Task objective: Each line of the entries that mentions the string "gray" needs to be reported.
*** Block opens ***
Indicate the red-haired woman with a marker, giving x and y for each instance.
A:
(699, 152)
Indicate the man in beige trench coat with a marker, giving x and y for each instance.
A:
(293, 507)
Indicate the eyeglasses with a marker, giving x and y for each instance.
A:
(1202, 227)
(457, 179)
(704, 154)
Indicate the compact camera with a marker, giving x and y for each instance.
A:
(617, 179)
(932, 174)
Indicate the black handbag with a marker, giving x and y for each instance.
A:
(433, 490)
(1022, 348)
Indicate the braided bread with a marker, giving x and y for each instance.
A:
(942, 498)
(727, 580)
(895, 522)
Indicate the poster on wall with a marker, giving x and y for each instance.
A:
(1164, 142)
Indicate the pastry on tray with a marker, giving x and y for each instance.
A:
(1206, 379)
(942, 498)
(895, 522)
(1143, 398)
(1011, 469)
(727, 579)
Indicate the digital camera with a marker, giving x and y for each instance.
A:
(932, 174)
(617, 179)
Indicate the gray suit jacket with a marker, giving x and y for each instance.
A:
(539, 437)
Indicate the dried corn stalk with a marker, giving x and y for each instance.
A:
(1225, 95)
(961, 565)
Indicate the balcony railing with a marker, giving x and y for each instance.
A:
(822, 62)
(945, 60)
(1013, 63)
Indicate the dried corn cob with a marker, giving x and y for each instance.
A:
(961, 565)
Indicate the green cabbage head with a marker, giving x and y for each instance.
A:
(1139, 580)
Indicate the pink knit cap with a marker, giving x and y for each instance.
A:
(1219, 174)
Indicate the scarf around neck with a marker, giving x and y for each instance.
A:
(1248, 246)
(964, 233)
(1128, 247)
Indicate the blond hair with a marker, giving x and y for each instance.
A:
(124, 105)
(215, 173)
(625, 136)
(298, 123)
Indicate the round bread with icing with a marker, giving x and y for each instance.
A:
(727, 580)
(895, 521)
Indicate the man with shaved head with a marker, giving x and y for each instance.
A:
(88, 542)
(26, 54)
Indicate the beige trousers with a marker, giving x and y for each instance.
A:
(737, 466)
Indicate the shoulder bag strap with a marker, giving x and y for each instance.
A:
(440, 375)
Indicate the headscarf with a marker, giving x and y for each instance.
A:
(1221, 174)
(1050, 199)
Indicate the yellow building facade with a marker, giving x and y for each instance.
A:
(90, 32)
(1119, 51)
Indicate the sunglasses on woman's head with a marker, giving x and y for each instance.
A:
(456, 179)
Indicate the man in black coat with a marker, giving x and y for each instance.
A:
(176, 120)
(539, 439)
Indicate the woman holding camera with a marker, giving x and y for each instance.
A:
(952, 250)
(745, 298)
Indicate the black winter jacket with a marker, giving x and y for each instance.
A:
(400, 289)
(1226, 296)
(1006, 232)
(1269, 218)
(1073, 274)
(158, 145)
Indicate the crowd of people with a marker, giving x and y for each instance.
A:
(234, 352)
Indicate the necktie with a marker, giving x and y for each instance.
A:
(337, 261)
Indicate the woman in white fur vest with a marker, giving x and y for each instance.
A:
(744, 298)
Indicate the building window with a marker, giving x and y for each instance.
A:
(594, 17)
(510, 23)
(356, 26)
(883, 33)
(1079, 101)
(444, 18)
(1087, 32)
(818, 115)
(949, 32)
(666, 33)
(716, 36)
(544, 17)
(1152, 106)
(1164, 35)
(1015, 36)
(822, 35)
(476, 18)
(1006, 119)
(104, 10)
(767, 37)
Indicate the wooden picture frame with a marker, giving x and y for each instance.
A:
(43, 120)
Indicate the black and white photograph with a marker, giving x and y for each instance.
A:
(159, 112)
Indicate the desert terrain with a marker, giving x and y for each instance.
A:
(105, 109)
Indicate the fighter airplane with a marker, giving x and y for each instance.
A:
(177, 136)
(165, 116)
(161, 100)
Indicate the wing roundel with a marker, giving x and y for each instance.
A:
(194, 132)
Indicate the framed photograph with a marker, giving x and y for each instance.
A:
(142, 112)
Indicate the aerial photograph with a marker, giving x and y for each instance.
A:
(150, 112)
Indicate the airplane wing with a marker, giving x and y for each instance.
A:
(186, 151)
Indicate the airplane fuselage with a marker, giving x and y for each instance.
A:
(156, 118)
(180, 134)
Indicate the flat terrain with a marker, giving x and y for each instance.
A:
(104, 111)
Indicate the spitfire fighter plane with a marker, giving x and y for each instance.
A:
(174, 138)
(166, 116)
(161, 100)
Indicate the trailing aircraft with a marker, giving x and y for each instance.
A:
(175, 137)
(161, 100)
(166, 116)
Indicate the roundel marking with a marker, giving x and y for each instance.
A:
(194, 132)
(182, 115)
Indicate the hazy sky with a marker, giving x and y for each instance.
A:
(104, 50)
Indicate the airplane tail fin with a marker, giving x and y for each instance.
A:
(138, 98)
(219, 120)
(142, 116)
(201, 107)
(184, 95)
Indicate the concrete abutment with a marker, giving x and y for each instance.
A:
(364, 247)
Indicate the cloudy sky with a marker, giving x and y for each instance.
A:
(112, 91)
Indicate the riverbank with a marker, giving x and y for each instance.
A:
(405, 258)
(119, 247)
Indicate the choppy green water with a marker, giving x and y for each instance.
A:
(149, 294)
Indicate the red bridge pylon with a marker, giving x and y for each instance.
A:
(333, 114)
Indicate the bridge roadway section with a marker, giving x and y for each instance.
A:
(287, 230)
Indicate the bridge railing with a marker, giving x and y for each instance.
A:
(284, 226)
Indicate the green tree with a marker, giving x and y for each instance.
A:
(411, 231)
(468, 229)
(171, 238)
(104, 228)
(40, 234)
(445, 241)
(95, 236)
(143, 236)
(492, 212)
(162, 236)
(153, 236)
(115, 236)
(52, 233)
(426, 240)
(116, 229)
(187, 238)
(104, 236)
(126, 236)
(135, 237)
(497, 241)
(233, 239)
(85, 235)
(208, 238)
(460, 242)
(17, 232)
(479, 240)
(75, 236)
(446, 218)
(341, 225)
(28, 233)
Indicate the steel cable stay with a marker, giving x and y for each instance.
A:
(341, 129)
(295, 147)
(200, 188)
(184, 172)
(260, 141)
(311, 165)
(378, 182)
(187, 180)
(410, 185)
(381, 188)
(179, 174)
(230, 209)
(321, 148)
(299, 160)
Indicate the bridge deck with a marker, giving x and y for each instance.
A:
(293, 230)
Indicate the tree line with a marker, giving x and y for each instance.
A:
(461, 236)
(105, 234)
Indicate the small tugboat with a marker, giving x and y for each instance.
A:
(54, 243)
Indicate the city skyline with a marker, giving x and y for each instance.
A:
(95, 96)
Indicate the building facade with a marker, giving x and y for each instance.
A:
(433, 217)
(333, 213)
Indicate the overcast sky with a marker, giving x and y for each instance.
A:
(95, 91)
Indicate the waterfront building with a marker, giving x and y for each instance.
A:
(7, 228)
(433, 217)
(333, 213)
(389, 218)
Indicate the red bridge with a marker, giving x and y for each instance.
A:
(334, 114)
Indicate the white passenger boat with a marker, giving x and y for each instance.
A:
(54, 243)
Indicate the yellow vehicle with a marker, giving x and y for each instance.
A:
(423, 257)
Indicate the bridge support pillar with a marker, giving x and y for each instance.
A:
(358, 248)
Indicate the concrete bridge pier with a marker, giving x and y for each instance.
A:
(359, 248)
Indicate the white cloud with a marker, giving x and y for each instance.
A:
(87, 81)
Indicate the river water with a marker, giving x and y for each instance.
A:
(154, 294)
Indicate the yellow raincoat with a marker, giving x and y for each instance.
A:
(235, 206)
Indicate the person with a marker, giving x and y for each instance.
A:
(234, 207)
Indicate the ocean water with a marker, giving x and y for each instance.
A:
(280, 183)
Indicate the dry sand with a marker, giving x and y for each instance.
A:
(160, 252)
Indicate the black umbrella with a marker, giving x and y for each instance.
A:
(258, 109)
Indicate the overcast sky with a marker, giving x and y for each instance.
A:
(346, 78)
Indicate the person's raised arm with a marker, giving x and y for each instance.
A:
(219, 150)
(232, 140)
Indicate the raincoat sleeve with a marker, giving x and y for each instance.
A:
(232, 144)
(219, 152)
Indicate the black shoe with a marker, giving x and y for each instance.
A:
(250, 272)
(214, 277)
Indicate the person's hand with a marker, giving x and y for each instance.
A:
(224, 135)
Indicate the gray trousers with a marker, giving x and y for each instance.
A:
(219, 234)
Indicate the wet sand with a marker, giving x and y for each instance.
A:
*** Block closes ***
Worked solution:
Indicate the gray suit jacket with a marker, giving x and y for each instance.
Indicate the gray trousers with a marker, giving x and y for each instance.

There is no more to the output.